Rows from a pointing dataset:
◇ ◇ ◇
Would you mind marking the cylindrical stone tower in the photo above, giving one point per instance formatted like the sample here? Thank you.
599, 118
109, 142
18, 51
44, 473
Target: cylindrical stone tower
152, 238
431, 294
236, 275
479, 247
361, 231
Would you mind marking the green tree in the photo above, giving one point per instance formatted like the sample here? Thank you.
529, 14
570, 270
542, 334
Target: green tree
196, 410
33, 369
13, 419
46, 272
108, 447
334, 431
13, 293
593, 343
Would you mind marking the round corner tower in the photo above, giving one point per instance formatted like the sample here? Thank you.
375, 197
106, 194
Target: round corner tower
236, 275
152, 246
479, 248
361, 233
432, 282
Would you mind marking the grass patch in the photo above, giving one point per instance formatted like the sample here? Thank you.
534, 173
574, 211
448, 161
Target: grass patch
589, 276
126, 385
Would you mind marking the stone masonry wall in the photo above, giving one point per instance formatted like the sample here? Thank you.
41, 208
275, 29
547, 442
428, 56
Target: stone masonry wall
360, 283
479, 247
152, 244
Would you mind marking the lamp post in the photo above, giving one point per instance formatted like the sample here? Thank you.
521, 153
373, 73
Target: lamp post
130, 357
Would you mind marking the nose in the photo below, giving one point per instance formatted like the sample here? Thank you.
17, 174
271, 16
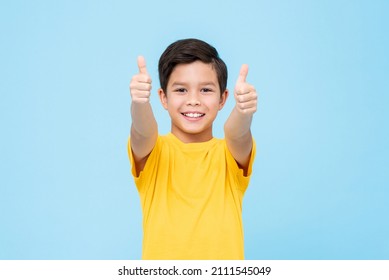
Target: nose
193, 99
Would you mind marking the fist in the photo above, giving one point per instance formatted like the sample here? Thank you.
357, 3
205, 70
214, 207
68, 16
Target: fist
245, 94
140, 85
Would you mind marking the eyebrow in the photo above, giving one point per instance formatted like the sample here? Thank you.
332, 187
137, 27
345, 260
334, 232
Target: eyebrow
◇ ◇ ◇
*Problem statement*
Render every line of the records above as a JSON list of strings, one string per line, with blank lines skipped. Leave the pictures out of the answer.

*Expected output*
[
  "Would you mind marking the cylindrical stone tower in the photo above, giving one point per instance formatted like the sample here? Thank you.",
  "599, 118",
  "109, 142",
  "18, 51",
  "44, 473",
  "Target: cylindrical stone tower",
  "152, 238",
  "431, 294",
  "236, 275",
  "479, 247",
  "361, 231",
  "Would you mind marking the green tree in the photo above, giving one point per instance formatted like the sample here? Thank you.",
  "529, 14",
  "570, 270",
  "542, 334",
  "Target: green tree",
  "196, 410",
  "33, 369",
  "13, 419",
  "46, 272",
  "108, 447",
  "334, 431",
  "13, 293",
  "593, 343",
  "Would you mind marking the round corner tower in the photo above, giving one point per instance formatted like the sample here? Thank you.",
  "375, 197",
  "106, 194",
  "Target: round corner tower",
  "236, 275",
  "152, 246",
  "479, 248",
  "361, 233",
  "432, 282",
  "Would you mind marking the grass patch in the photo above, giving one point per instance formatted like the sample here? Thank you.",
  "534, 173",
  "574, 211",
  "448, 161",
  "Target: grass patch",
  "589, 276",
  "126, 385",
  "Would you mind marking the stone masonry wall in the photo above, giving one point per instance formatted like the sample here? Thank you.",
  "41, 208",
  "275, 29",
  "547, 442",
  "428, 56",
  "Target: stone masonry wall",
  "360, 283",
  "479, 247",
  "152, 244",
  "Would you mind marking the lamp post in the photo above, giving one point per instance formatted like the sample here? Thank you.",
  "521, 153",
  "373, 73",
  "Target: lamp post",
  "130, 357",
  "Would you mind marking the nose in the photo below, giving one point per instance formatted like the sample here? Thank you.",
  "17, 174",
  "271, 16",
  "Target: nose",
  "193, 99",
  "Would you mind marking the fist in the photo above, giving one point per instance formatted like the sample here? Thank you.",
  "357, 3",
  "205, 70",
  "214, 207",
  "68, 16",
  "Target: fist",
  "245, 94",
  "140, 85",
  "Would you mind marking the eyebrow in the photo above, giving one point per instance formatted like the sample here? Thank you.",
  "332, 187",
  "137, 27",
  "345, 260",
  "334, 232",
  "Target: eyebrow"
]